Jargon by Open Theatre is a hilarious piece of new writing by Kieran Bose Rosling, showing this Tuesday, Wednesday and Thursday in the Banham Theatre. Rosling’s experience as a medical student brought this play to life, as the dialogue is littered with accurate medical terminology used to comic effect. The age-old adage, ‘write what you know’, in this case, rings true.
Jargon managed to meld character-driven story with medical drama, not an easy feat to accomplish on stage. The bashful medical student, Jo Bailey (Chloe Arrowsmith), shadows a surgery only to discover the chaos that lies within the operating theatre. Head Surgeon Charles Sweetey (Joe Fenna) uses his learned arrogance to disrupt a kidney removal – Blackadder fans can simply refer to him as ‘Sweetie’ – while a burgeoning romance develops between Callum (Spike Woodley) and Brenda (Niamh Creavin). The social commentary weaved throughout the play was nuanced, poking fun at the current crisis in the NHS and bed shortages without being overly facetious.
The standout performance was given by Spike Woodley, who carried the nonchalant details of his character well. On top of this, Rachel Parkinson, playing Jess, and Chloe Arrowsmith, both gave excellent performances. At times, one certainly felt as if sitting behind a glass screen, looking into a Casualty-esque TV drama. The set successfully created this illusion, imitating the clinical environment of an operating theatre by transforming the Banham Theatre with clever lighting and set design.
..............................
QUESTIONS TO ANSWER
[a] In the review of Jargon, rewrite the part starting at "Jargon by Open" and ending at "case, rings true.", changing "Banham Theatre" to "Drama Studio".
[b] In the review of Jargon, which actor plays Head Surgeon Charles Sweetey?
[c] Turn the paragraph of the Jargon review that begins "The standout performance" into a short list that keeps its main facts.

THE DATA
..............................
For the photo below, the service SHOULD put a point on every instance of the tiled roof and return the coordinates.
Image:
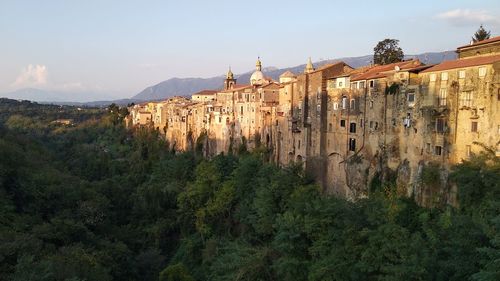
..............................
ANSWERS BY ITEM
[a]
Jargon by Open Theatre is a hilarious piece of new writing by Kieran Bose Rosling, showing this Tuesday, Wednesday and Thursday in the Drama Studio. Rosling’s experience as a medical student brought this play to life, as the dialogue is littered with accurate medical terminology used to comic effect. The age-old adage, ‘write what you know’, in this case, rings true.

[b] Joe Fenna

[c]
- Spike Woodley gave the standout performance and carried his character's nonchalant details well.
- Rachel Parkinson, playing Jess, and Chloe Arrowsmith both gave excellent performances.
- At times it felt like watching a Casualty-esque TV drama from behind a glass screen.
- The set created this illusion, using clever lighting and set design to turn the Banham Theatre into an operating theatre's clinical environment.